== WRITTEN REQUEST 1 ==
Select each line of the listing below that contains the string "target", and copy those lines unchanged.

== SUPPLIED PASSAGE ==
***

Learn R Programming

NLP (version 0.2-0)

CoNLLUTextDocument: CoNNL-U Text Documents

Description

Create text documents from CoNNL-U format files.

Usage

CoNLLUTextDocument(con, meta = list())

Arguments

con

a connection object or a character string. See scan() for details.

meta

a named or empty list of document metadata tag-value pairs.

Value

An object inheriting from "CoNLLUTextDocument" and "TextDocument".

Details

The CoNLL-U format (see http://universaldependencies.org/format.html) is a CoNLL-style format for annotated texts popularized and employed by the Universal Dependencies project (see http://universaldependencies.org/). For each “word” in the text, this provides exactly the 10 fields ID, FORM (word form or punctuation symbol), LEMMA (lemma or stem of word form), UPOSTAG (universal part-of-speech tag, see http://universaldependencies.org/u/pos/index.html), XPOSTAG (language-specific part-of-speech tag, may be unavailable), FEATS (list of morphological features), HEAD, DEPREL, DEPS, and MISC.

The lines with these fields and optional comments are read from the given connection and split into fields using scan(). This is combined with consecutive sentence ids into a data frame used for representing the annotation information, and together with the given metadata returned as a CoNLL-U text document inheriting from classes "CoNLLUTextDocument" and "TextDocument".

The complete annotation information data frame can be extracted via content(). CoNLL-U v2 requires providing the complete texts of each sentence (or a reconstruction thereof) in # text = comment lines. Where consistently provided, these are made avaialable in the text attribute of the content data frame.

In addition, there are methods for generics as.character(), words(), sents(), tagged_words(), and tagged_sents() and class "CoNLLUTextDocument", which should be used to access the text in such text document objects.

***

== WRITTEN REQUEST 2 ==
Echo the portion of the CoNLLUTextDocument help page above from "The CoNLL-U format" up to and including "DEPS, and MISC.", reproducing it word for word.

***

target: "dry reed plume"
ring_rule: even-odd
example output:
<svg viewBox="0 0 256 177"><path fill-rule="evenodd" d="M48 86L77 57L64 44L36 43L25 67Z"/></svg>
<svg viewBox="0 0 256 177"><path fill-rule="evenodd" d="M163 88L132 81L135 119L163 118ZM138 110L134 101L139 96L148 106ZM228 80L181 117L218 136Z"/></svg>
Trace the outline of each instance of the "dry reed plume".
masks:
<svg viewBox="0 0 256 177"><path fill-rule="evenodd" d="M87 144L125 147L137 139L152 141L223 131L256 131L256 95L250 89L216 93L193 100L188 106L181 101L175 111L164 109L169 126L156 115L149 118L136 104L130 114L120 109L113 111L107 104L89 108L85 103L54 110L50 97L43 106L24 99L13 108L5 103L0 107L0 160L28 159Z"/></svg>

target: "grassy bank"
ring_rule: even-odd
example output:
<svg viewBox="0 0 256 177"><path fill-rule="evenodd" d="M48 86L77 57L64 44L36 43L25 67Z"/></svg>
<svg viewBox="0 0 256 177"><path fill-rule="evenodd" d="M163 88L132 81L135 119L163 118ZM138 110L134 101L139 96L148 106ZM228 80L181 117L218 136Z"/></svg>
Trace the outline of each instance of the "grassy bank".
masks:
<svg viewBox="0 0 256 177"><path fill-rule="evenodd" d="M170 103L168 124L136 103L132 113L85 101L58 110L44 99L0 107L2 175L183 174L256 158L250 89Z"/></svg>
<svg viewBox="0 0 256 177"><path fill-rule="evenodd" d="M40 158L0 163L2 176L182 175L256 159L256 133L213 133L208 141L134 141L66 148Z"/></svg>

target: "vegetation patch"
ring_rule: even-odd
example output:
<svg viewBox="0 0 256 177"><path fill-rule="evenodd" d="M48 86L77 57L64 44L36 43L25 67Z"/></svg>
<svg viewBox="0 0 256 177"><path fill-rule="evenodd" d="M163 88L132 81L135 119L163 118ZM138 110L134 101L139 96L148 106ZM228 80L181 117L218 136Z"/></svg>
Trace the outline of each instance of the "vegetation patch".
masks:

***

== CORRECT OUTPUT 1 ==
target: "dry reed plume"
target: "grassy bank"
target: "vegetation patch"

== CORRECT OUTPUT 2 ==
The CoNLL-U format (see http://universaldependencies.org/format.html) is a CoNLL-style format for annotated texts popularized and employed by the Universal Dependencies project (see http://universaldependencies.org/). For each “word” in the text, this provides exactly the 10 fields ID, FORM (word form or punctuation symbol), LEMMA (lemma or stem of word form), UPOSTAG (universal part-of-speech tag, see http://universaldependencies.org/u/pos/index.html), XPOSTAG (language-specific part-of-speech tag, may be unavailable), FEATS (list of morphological features), HEAD, DEPREL, DEPS, and MISC.